__Short task__: Lay out every line of the rows below as a numbered list, skipping any blank lines. Omit the pictures from your answer.

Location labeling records
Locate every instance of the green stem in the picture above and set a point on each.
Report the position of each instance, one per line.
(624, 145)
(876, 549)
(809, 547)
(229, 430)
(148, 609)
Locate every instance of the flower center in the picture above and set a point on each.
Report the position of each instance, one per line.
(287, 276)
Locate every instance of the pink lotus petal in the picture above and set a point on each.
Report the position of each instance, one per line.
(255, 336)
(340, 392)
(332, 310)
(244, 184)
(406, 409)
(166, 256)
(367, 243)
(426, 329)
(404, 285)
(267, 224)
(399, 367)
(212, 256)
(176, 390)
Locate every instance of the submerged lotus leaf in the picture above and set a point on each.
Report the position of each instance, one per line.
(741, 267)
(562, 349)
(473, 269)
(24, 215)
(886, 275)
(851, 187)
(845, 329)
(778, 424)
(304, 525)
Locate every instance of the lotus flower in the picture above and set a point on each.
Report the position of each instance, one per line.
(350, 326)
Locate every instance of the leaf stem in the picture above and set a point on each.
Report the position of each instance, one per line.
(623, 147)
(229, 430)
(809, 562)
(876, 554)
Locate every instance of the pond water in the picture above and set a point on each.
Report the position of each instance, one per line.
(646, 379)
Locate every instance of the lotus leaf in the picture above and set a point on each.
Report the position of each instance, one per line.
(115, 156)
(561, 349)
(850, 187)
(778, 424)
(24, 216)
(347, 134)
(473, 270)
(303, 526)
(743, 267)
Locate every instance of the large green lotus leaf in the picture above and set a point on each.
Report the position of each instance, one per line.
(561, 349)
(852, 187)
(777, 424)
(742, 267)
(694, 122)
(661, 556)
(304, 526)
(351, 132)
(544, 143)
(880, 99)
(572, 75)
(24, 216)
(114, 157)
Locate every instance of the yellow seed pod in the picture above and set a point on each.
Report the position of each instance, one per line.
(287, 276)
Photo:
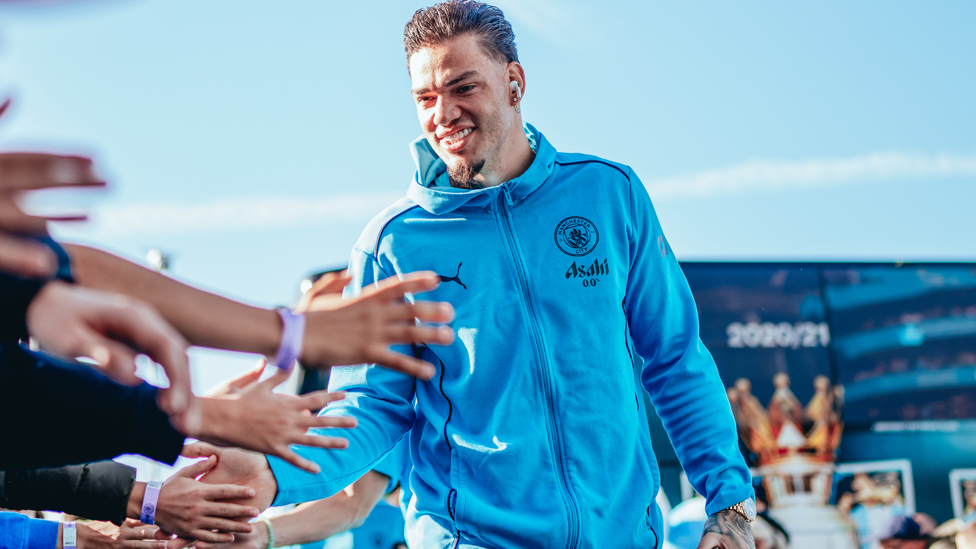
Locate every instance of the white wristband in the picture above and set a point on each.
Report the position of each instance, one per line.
(69, 536)
(148, 514)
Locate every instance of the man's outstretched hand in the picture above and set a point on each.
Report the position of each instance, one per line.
(258, 419)
(197, 510)
(238, 467)
(727, 530)
(361, 330)
(73, 321)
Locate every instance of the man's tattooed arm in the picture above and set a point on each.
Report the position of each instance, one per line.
(727, 530)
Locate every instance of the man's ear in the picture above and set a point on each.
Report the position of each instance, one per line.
(516, 73)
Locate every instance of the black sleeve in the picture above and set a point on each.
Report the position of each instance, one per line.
(96, 491)
(15, 296)
(57, 412)
(17, 293)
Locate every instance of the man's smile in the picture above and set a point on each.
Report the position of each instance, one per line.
(456, 141)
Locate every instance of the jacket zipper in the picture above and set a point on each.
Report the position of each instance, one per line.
(505, 204)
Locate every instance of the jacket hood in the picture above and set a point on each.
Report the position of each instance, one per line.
(431, 190)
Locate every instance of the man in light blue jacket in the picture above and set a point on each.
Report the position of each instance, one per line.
(532, 433)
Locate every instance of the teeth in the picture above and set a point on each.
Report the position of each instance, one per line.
(457, 135)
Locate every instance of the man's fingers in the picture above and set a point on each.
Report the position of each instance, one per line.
(317, 400)
(26, 258)
(409, 365)
(280, 376)
(213, 537)
(13, 219)
(144, 544)
(298, 461)
(114, 359)
(337, 422)
(229, 491)
(330, 284)
(201, 449)
(196, 469)
(150, 333)
(393, 289)
(432, 335)
(227, 526)
(21, 171)
(330, 443)
(425, 311)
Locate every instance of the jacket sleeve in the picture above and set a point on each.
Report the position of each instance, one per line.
(379, 398)
(96, 491)
(106, 418)
(20, 532)
(679, 372)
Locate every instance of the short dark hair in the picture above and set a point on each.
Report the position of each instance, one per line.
(446, 20)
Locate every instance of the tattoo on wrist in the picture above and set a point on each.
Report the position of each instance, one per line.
(732, 526)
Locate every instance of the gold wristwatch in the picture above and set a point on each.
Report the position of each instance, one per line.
(745, 508)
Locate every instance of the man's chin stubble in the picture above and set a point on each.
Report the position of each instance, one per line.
(462, 176)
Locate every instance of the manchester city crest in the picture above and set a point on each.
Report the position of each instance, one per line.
(576, 236)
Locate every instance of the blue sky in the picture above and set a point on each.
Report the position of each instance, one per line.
(254, 140)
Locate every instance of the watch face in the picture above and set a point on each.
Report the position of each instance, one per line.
(750, 508)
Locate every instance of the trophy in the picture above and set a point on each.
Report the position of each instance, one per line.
(796, 447)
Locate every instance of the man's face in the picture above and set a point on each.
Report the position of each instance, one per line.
(463, 102)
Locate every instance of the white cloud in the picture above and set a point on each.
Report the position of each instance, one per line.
(272, 212)
(763, 174)
(230, 214)
(557, 21)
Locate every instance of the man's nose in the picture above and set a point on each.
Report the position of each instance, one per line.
(445, 112)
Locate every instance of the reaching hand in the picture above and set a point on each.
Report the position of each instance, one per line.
(105, 535)
(241, 468)
(21, 172)
(194, 510)
(258, 419)
(727, 530)
(73, 321)
(360, 330)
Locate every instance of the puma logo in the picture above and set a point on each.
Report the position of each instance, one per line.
(455, 278)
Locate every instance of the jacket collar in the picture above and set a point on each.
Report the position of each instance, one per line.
(431, 190)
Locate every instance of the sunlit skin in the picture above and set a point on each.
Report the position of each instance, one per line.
(458, 87)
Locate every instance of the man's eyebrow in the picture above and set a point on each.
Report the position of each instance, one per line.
(452, 82)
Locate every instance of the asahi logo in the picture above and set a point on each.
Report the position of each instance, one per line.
(576, 236)
(589, 273)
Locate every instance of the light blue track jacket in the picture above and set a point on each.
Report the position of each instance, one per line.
(532, 433)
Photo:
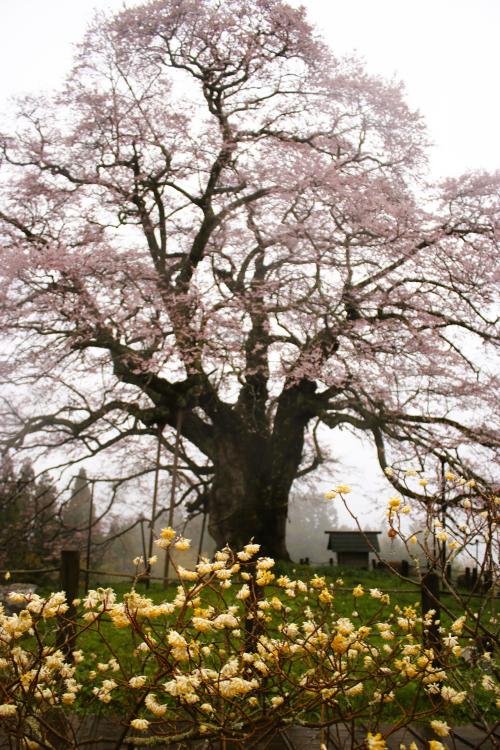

__Reply__:
1. Locate every instance of the green stem in the picture above and set a point on each.
2. Report the position of each instance, one per line.
3. (624, 145)
4. (876, 549)
5. (809, 547)
6. (229, 430)
7. (148, 609)
8. Locate every instance of the flower center in the picture above and set a point on each.
9. Report the position of each instance, one per line.
10. (287, 276)
11. Locate every instance of the pink lotus petal in the picture above and set a point on each.
12. Report the position of each instance, one per line.
13. (255, 336)
14. (340, 392)
15. (332, 310)
16. (244, 184)
17. (406, 409)
18. (166, 256)
19. (367, 243)
20. (426, 329)
21. (404, 285)
22. (267, 224)
23. (399, 367)
24. (212, 256)
25. (176, 390)
26. Locate every instance of the submerged lotus leaf in the picture above and set a point on each.
27. Report the position of each instance, one per line.
28. (741, 267)
29. (562, 349)
30. (473, 269)
31. (24, 215)
32. (886, 275)
33. (851, 187)
34. (845, 329)
35. (778, 424)
36. (304, 525)
37. Locate every instance of the lotus flower in the picture above and set a point on each.
38. Report the position of each instance, one per line.
39. (350, 326)
40. Locate every instance of the leaf stem in the picture above and set a point on each.
41. Report the position of each instance, one per line.
42. (623, 147)
43. (229, 430)
44. (809, 562)
45. (876, 554)
46. Locate every instance of the pond water in the picture above and set a point on each.
47. Report the position of each instance, one per line.
48. (646, 379)
49. Locate every instance of the lotus leaf in the picture above and set a point on each.
50. Report the position of each instance, one per line.
51. (115, 156)
52. (561, 349)
53. (850, 187)
54. (778, 424)
55. (24, 216)
56. (347, 134)
57. (473, 270)
58. (303, 526)
59. (743, 267)
60. Locate every instance of the large green lotus leaf in the picture above and set a point on each.
61. Report the position of each instance, one per line.
62. (561, 349)
63. (852, 187)
64. (777, 424)
65. (742, 267)
66. (694, 122)
67. (661, 556)
68. (304, 526)
69. (351, 132)
70. (544, 143)
71. (880, 99)
72. (572, 75)
73. (24, 216)
74. (114, 157)
75. Locate every instance of the yellow seed pod in the picture above and set a point on each.
76. Report the position of each instance, one per line.
77. (287, 276)
78. Photo:
79. Locate every instance of the white wristband in the picture above and set a point on each.
80. Report the position of each instance, one per line.
81. (69, 536)
82. (148, 514)
83. Locate every instance of the man's outstretched hand in the picture above and set a point on each.
84. Report the position of each instance, one per line.
85. (258, 419)
86. (197, 510)
87. (238, 467)
88. (727, 530)
89. (361, 330)
90. (73, 321)
91. Locate every instance of the man's tattooed arm in the picture above and set a point on each.
92. Report the position of each instance, one per line.
93. (727, 530)
94. Locate every instance of the man's ear in the picture above and set a point on each.
95. Report the position of each instance, one per line.
96. (516, 73)
97. Locate every instance of the black sleeve in the picture above and set a point on each.
98. Report the position of each instance, one per line.
99. (96, 491)
100. (15, 296)
101. (57, 412)
102. (17, 293)
103. Locate every instance of the man's smile in the picture above and set a point on each.
104. Report the position of each instance, one per line.
105. (456, 141)
106. Locate every instance of the jacket zipper in the picture above and set a point on each.
107. Report the position of each instance, one per line.
108. (505, 204)
109. Locate every instance of the jacket hood in the picture above and set a point on each.
110. Report the position of each instance, one per line.
111. (431, 190)
112. Locate every instance of the man in light blue jacket in the picture above and set a point on each.
113. Report the position of each instance, one per line.
114. (532, 433)
115. Locate every instance of the teeth in the picture above and set a point on each.
116. Report the position of each instance, one per line.
117. (457, 135)
118. Locate every instance of the man's fingers in the picture above and set a point on each.
119. Report the position of each instance, one per line.
120. (317, 400)
121. (26, 258)
122. (409, 365)
123. (280, 376)
124. (213, 537)
125. (13, 219)
126. (144, 544)
127. (298, 461)
128. (114, 359)
129. (337, 422)
130. (229, 491)
131. (330, 284)
132. (201, 449)
133. (196, 469)
134. (150, 333)
135. (393, 289)
136. (432, 335)
137. (227, 526)
138. (21, 171)
139. (330, 443)
140. (425, 311)
141. Locate every instance of the jacket sleeve in the picture above and set a point on each.
142. Report the position of each instance, one per line.
143. (379, 398)
144. (96, 491)
145. (106, 418)
146. (20, 532)
147. (679, 372)
148. Locate every instance of the short dark hair in the picture above and set a point on each.
149. Report the position of each instance, one per line.
150. (446, 20)
151. Locate every instance of the tattoo on wrist in the picture above and set a point on each.
152. Report the position of each instance, one per line.
153. (732, 526)
154. Locate every instance of the gold wristwatch in the picture above and set a point on each.
155. Report the position of each instance, one per line.
156. (745, 508)
157. Locate every instance of the man's chin stubble in the picture above and set a point on each.
158. Report the position of each instance, one per line.
159. (462, 176)
160. Locate every instance of the manchester city crest in the picture above and set a point on each.
161. Report the position of each instance, one per line.
162. (576, 236)
163. Locate every instance of the blue sky in the picture above and set a point on each.
164. Report the position of each instance, one per line.
165. (254, 140)
166. Locate every instance of the watch face in the picture above and set a point on each.
167. Report the position of each instance, one per line.
168. (750, 508)
169. Locate every instance of the trophy in the picture above and set a point on each.
170. Report the position of each instance, one per line.
171. (796, 447)
172. Locate every instance of the man's face in the picture above and set a point on each.
173. Report the position of each instance, one per line.
174. (463, 102)
175. Locate every instance of the white cloud in the picture above and set a point on each.
176. Report the position of each instance, one per line.
177. (272, 212)
178. (763, 174)
179. (230, 214)
180. (557, 21)
181. Locate every instance of the man's nose in the picture above and set a point on each.
182. Report the position of each instance, one per line.
183. (445, 112)
184. Locate every instance of the reaching hand in the picture above and set a point on each.
185. Report the position of each instance, one per line.
186. (105, 535)
187. (241, 468)
188. (21, 172)
189. (194, 510)
190. (258, 419)
191. (727, 530)
192. (73, 321)
193. (360, 330)
194. Locate every instance of the puma logo in the picture above and set a point on each.
195. Report the position of each instance, one per line.
196. (455, 278)
197. Locate every instance of the jacket collar in the picture above and set a point on each.
198. Report the position of each instance, one per line.
199. (431, 190)
200. Locate every instance of the sunlit skin in the picture above and set a point on each.
201. Report the position of each instance, one per line.
202. (458, 87)
203. Locate every instance of the man's eyebrow in the picture above and set a point on each.
204. Report the position of each instance, one per line.
205. (452, 82)
206. Locate every instance of the asahi logo in the picture above and set a point on each.
207. Report the position of each instance, one per line.
208. (576, 236)
209. (589, 273)
210. Locate every instance of the light blue track jacket in the picture above and set a point on each.
211. Report the position of each instance, one per line.
212. (532, 433)
213. Photo:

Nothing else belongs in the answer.